> [Short task]:
Write out, character for character, the line containing "Objective — one marker per instance of the man" and all lines after it up to the end of the listing.

(Object position labeling entries)
--- START ---

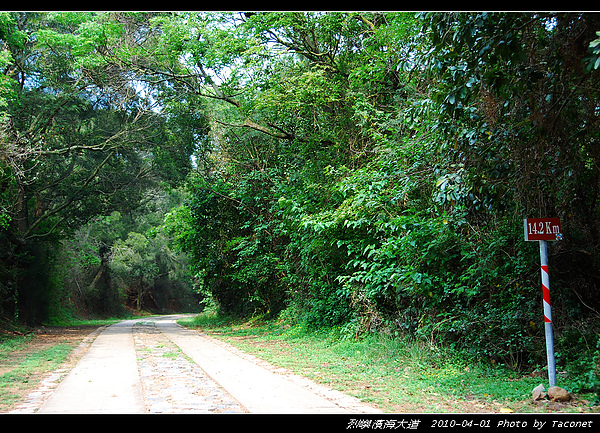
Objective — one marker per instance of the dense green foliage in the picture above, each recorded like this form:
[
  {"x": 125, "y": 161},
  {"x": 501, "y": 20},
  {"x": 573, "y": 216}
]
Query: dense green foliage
[{"x": 369, "y": 170}]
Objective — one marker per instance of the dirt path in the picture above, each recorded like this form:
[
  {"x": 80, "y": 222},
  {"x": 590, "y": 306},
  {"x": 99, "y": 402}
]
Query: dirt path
[{"x": 155, "y": 366}]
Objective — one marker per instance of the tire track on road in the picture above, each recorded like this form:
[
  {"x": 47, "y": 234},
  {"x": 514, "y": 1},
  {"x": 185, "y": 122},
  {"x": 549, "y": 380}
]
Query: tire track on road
[{"x": 171, "y": 382}]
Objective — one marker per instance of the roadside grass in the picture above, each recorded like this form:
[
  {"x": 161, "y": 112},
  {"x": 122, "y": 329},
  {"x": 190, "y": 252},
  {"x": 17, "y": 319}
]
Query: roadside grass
[
  {"x": 394, "y": 374},
  {"x": 20, "y": 372},
  {"x": 25, "y": 361}
]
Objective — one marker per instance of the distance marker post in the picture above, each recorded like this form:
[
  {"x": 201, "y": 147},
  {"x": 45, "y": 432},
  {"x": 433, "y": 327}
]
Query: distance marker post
[{"x": 543, "y": 230}]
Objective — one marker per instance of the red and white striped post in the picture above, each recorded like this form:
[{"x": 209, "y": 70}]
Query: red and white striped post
[
  {"x": 547, "y": 313},
  {"x": 543, "y": 230}
]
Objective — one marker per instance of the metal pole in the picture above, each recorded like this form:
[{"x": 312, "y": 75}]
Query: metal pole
[{"x": 547, "y": 313}]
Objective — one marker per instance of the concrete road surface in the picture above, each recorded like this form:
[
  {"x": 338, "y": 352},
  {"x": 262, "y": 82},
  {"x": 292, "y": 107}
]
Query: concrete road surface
[{"x": 107, "y": 379}]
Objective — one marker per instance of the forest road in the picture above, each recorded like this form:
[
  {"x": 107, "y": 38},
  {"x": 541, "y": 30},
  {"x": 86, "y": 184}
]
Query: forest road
[{"x": 154, "y": 365}]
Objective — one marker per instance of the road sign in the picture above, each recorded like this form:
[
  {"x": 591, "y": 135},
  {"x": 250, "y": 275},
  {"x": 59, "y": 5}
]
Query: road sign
[{"x": 542, "y": 229}]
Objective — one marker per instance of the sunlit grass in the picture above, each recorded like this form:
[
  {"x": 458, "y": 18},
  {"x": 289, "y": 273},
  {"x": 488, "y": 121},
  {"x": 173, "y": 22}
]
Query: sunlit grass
[{"x": 390, "y": 372}]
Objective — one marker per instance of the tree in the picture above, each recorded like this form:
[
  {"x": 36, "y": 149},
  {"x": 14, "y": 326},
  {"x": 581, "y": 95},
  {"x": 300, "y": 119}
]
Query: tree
[{"x": 79, "y": 139}]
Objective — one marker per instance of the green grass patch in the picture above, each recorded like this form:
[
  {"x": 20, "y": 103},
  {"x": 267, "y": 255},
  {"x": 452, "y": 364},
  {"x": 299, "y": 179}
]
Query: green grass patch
[{"x": 395, "y": 374}]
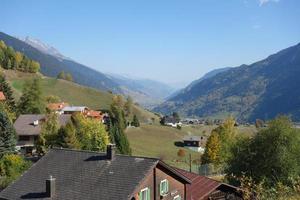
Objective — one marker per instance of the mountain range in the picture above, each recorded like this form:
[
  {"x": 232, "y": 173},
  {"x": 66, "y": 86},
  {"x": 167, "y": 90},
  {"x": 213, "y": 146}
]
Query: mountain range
[
  {"x": 262, "y": 90},
  {"x": 53, "y": 62}
]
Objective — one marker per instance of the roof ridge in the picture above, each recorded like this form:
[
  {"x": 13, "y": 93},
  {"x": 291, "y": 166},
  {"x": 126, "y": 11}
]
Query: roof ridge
[{"x": 90, "y": 151}]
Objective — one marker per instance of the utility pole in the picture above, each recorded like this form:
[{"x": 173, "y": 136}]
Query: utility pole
[{"x": 190, "y": 162}]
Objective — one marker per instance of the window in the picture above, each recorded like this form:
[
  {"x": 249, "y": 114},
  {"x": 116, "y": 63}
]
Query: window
[
  {"x": 24, "y": 138},
  {"x": 164, "y": 187},
  {"x": 144, "y": 194}
]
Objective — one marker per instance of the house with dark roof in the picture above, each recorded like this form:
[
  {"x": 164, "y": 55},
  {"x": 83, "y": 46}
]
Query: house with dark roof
[
  {"x": 76, "y": 175},
  {"x": 74, "y": 109},
  {"x": 195, "y": 143},
  {"x": 57, "y": 107},
  {"x": 204, "y": 188},
  {"x": 2, "y": 96},
  {"x": 172, "y": 121},
  {"x": 28, "y": 128}
]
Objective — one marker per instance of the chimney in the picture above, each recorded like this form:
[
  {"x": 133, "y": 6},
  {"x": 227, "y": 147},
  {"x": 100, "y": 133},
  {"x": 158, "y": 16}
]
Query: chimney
[
  {"x": 36, "y": 122},
  {"x": 110, "y": 151},
  {"x": 50, "y": 187}
]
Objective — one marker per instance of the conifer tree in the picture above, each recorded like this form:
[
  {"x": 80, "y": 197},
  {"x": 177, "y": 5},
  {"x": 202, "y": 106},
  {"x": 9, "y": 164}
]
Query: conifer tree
[
  {"x": 135, "y": 121},
  {"x": 117, "y": 127},
  {"x": 7, "y": 135},
  {"x": 5, "y": 88},
  {"x": 31, "y": 101}
]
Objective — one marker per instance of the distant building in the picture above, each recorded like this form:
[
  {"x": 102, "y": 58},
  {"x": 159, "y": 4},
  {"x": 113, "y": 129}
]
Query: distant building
[
  {"x": 74, "y": 109},
  {"x": 28, "y": 128},
  {"x": 57, "y": 107},
  {"x": 172, "y": 121},
  {"x": 2, "y": 96},
  {"x": 76, "y": 174},
  {"x": 98, "y": 115},
  {"x": 195, "y": 143}
]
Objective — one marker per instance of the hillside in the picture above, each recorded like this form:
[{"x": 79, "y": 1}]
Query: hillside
[
  {"x": 70, "y": 92},
  {"x": 142, "y": 138},
  {"x": 146, "y": 92},
  {"x": 51, "y": 66},
  {"x": 261, "y": 90}
]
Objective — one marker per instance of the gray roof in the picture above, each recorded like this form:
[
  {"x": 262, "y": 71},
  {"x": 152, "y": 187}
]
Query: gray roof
[
  {"x": 81, "y": 175},
  {"x": 24, "y": 123},
  {"x": 74, "y": 108},
  {"x": 191, "y": 138}
]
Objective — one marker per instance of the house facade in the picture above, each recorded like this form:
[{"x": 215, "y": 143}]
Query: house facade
[
  {"x": 75, "y": 109},
  {"x": 162, "y": 183},
  {"x": 57, "y": 107},
  {"x": 76, "y": 174},
  {"x": 28, "y": 128},
  {"x": 195, "y": 143}
]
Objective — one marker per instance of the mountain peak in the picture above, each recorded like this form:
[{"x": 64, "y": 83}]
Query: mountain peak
[{"x": 43, "y": 47}]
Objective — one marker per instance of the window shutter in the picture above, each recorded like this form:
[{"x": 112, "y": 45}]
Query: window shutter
[
  {"x": 167, "y": 186},
  {"x": 160, "y": 188},
  {"x": 148, "y": 194}
]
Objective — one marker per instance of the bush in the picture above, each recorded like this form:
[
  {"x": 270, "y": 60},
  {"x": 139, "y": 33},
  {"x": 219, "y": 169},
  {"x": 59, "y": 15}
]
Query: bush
[{"x": 11, "y": 167}]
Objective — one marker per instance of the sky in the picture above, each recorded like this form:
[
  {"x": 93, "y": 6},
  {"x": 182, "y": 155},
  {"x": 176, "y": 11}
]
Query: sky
[{"x": 173, "y": 41}]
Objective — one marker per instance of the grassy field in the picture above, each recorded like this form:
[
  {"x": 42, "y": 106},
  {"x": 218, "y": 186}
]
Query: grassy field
[
  {"x": 159, "y": 141},
  {"x": 71, "y": 92}
]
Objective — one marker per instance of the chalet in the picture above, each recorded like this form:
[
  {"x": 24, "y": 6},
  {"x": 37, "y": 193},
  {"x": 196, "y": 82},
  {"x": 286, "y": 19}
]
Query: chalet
[
  {"x": 172, "y": 121},
  {"x": 195, "y": 143},
  {"x": 74, "y": 109},
  {"x": 28, "y": 128},
  {"x": 94, "y": 115},
  {"x": 2, "y": 96},
  {"x": 57, "y": 107},
  {"x": 204, "y": 188},
  {"x": 75, "y": 174}
]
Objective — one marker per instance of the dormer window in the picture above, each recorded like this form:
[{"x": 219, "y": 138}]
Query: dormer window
[
  {"x": 36, "y": 122},
  {"x": 164, "y": 187},
  {"x": 144, "y": 194}
]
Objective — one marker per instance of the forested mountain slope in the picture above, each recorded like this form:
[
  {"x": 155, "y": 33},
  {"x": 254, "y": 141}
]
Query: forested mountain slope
[{"x": 261, "y": 90}]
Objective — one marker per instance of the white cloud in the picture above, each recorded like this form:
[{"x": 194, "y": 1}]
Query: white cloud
[{"x": 262, "y": 2}]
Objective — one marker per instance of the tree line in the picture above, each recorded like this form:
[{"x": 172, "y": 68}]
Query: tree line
[
  {"x": 11, "y": 59},
  {"x": 265, "y": 165}
]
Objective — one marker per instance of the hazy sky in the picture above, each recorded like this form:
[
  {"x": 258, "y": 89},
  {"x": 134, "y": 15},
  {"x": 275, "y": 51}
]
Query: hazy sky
[{"x": 167, "y": 40}]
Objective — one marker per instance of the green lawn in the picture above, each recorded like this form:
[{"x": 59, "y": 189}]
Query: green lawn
[
  {"x": 72, "y": 93},
  {"x": 159, "y": 141}
]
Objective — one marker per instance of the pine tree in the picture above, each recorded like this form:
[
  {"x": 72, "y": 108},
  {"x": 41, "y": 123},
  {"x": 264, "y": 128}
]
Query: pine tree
[
  {"x": 31, "y": 101},
  {"x": 67, "y": 137},
  {"x": 117, "y": 127},
  {"x": 7, "y": 135},
  {"x": 61, "y": 75},
  {"x": 212, "y": 150},
  {"x": 128, "y": 106},
  {"x": 5, "y": 88},
  {"x": 68, "y": 77},
  {"x": 135, "y": 121}
]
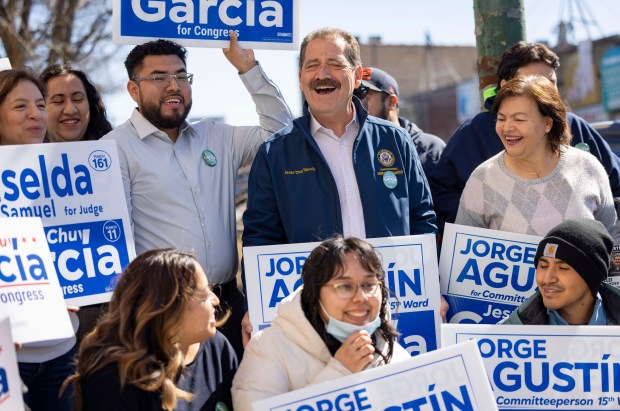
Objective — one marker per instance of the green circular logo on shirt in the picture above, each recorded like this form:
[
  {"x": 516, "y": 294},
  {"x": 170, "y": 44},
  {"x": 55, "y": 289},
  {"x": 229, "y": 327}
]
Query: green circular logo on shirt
[
  {"x": 390, "y": 180},
  {"x": 209, "y": 158}
]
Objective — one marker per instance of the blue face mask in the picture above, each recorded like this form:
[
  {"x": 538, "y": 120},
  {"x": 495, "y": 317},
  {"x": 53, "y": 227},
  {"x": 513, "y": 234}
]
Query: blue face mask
[{"x": 341, "y": 330}]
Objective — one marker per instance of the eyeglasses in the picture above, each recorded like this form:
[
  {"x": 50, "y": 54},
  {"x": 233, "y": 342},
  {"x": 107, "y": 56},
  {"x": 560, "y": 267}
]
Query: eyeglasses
[
  {"x": 361, "y": 92},
  {"x": 163, "y": 80},
  {"x": 349, "y": 290}
]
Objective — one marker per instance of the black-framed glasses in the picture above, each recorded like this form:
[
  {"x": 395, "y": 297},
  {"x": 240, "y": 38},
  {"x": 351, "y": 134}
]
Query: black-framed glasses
[
  {"x": 349, "y": 290},
  {"x": 361, "y": 92},
  {"x": 163, "y": 80}
]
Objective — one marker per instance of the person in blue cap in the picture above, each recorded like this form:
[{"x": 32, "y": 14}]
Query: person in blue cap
[
  {"x": 379, "y": 94},
  {"x": 572, "y": 262}
]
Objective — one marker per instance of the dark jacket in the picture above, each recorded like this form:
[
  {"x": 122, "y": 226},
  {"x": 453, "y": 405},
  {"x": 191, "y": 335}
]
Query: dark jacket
[
  {"x": 292, "y": 195},
  {"x": 475, "y": 141},
  {"x": 428, "y": 146},
  {"x": 533, "y": 311}
]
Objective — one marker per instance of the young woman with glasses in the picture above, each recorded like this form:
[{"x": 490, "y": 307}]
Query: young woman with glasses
[{"x": 336, "y": 324}]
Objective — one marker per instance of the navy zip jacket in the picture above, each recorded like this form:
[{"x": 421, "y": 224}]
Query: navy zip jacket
[
  {"x": 475, "y": 141},
  {"x": 292, "y": 195}
]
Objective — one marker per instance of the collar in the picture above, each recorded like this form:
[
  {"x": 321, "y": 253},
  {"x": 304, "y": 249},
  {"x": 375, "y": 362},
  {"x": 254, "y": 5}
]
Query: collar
[
  {"x": 316, "y": 126},
  {"x": 599, "y": 317},
  {"x": 145, "y": 128}
]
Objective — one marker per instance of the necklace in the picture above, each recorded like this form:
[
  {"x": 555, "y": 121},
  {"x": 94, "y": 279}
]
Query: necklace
[{"x": 534, "y": 173}]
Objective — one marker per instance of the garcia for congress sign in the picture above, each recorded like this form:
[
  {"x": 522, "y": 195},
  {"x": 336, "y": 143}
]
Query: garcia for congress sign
[
  {"x": 77, "y": 191},
  {"x": 267, "y": 24}
]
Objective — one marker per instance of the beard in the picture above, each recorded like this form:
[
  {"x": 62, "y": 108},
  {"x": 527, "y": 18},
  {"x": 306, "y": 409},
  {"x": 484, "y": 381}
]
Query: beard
[{"x": 152, "y": 112}]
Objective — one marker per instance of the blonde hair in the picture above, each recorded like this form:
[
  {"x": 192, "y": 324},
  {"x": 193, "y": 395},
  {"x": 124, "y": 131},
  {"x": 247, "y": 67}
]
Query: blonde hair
[{"x": 140, "y": 331}]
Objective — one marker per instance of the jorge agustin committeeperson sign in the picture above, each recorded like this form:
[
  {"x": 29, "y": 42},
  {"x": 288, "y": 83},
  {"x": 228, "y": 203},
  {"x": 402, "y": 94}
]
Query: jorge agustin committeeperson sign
[
  {"x": 77, "y": 191},
  {"x": 267, "y": 24},
  {"x": 485, "y": 274},
  {"x": 547, "y": 367},
  {"x": 448, "y": 379},
  {"x": 410, "y": 262}
]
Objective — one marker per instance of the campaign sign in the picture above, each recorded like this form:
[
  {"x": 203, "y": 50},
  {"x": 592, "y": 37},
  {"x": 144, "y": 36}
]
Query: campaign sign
[
  {"x": 77, "y": 191},
  {"x": 29, "y": 290},
  {"x": 446, "y": 379},
  {"x": 410, "y": 263},
  {"x": 547, "y": 367},
  {"x": 10, "y": 383},
  {"x": 485, "y": 274},
  {"x": 272, "y": 24}
]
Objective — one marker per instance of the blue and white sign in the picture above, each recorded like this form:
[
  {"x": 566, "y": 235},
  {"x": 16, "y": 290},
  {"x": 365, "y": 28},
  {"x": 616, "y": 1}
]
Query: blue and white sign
[
  {"x": 485, "y": 274},
  {"x": 77, "y": 191},
  {"x": 266, "y": 24},
  {"x": 410, "y": 264},
  {"x": 30, "y": 293},
  {"x": 446, "y": 379},
  {"x": 547, "y": 367},
  {"x": 10, "y": 383}
]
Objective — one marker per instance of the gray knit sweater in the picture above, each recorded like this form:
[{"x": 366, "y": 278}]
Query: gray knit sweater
[{"x": 578, "y": 187}]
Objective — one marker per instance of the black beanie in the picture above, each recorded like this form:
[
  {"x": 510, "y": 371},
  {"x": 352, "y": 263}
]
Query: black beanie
[{"x": 583, "y": 244}]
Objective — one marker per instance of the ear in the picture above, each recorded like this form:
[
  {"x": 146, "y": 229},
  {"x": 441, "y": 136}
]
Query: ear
[
  {"x": 548, "y": 124},
  {"x": 132, "y": 88},
  {"x": 358, "y": 76},
  {"x": 393, "y": 101}
]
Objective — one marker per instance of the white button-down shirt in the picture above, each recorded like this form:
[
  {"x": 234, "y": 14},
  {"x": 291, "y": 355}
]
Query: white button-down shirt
[
  {"x": 176, "y": 198},
  {"x": 338, "y": 151}
]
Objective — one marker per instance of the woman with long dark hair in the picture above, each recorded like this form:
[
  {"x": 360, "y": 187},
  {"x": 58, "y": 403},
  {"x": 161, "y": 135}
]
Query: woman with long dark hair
[
  {"x": 336, "y": 324},
  {"x": 157, "y": 347}
]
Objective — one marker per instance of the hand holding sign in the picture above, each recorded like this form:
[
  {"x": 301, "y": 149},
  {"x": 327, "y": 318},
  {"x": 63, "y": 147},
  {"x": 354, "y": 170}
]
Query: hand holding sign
[
  {"x": 356, "y": 352},
  {"x": 242, "y": 59}
]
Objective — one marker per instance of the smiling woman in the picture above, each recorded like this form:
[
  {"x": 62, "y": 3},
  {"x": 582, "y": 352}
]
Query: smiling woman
[
  {"x": 23, "y": 118},
  {"x": 74, "y": 106},
  {"x": 538, "y": 181},
  {"x": 335, "y": 325}
]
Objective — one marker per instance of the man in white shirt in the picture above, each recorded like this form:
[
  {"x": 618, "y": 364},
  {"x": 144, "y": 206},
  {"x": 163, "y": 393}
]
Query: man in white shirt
[{"x": 179, "y": 178}]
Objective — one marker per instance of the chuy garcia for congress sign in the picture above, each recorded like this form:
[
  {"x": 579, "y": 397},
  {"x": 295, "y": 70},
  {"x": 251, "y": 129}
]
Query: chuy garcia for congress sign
[
  {"x": 77, "y": 191},
  {"x": 485, "y": 274},
  {"x": 444, "y": 380},
  {"x": 410, "y": 265},
  {"x": 547, "y": 367},
  {"x": 267, "y": 24},
  {"x": 29, "y": 289},
  {"x": 10, "y": 383}
]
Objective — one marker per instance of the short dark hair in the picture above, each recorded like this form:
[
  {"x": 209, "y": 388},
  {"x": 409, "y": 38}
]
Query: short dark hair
[
  {"x": 351, "y": 51},
  {"x": 549, "y": 102},
  {"x": 521, "y": 54},
  {"x": 327, "y": 261},
  {"x": 135, "y": 58},
  {"x": 98, "y": 125}
]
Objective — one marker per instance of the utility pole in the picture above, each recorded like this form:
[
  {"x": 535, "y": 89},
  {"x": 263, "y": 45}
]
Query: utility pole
[{"x": 499, "y": 24}]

--- END ---

> [Result for this exercise]:
Objective — one marker per instance of the man in white shirt in the picture above, each recorded like this form:
[
  {"x": 618, "y": 364},
  {"x": 144, "y": 206},
  {"x": 163, "y": 393}
]
Query: man in white shirt
[{"x": 179, "y": 178}]
Objective — one marker per instance of the chuy garcia for congress sign in the picture above, each recorded like this form:
[
  {"x": 579, "y": 397},
  {"x": 295, "y": 70},
  {"x": 251, "y": 129}
]
Query: chuy garcia for congress sign
[
  {"x": 77, "y": 191},
  {"x": 485, "y": 274},
  {"x": 444, "y": 380},
  {"x": 410, "y": 265},
  {"x": 547, "y": 367},
  {"x": 267, "y": 24},
  {"x": 29, "y": 289},
  {"x": 10, "y": 383}
]
Objective — one marker per instance of the short dark hair in the picture above, each recorded like this form:
[
  {"x": 209, "y": 388},
  {"x": 409, "y": 38}
]
Query: short dark hair
[
  {"x": 351, "y": 51},
  {"x": 549, "y": 102},
  {"x": 521, "y": 54},
  {"x": 327, "y": 261},
  {"x": 135, "y": 58},
  {"x": 98, "y": 125}
]
Objective — one marker per instance of the utility pole in the picture above, each recorded like this form:
[
  {"x": 535, "y": 89},
  {"x": 263, "y": 45}
]
Query: utility pole
[{"x": 499, "y": 24}]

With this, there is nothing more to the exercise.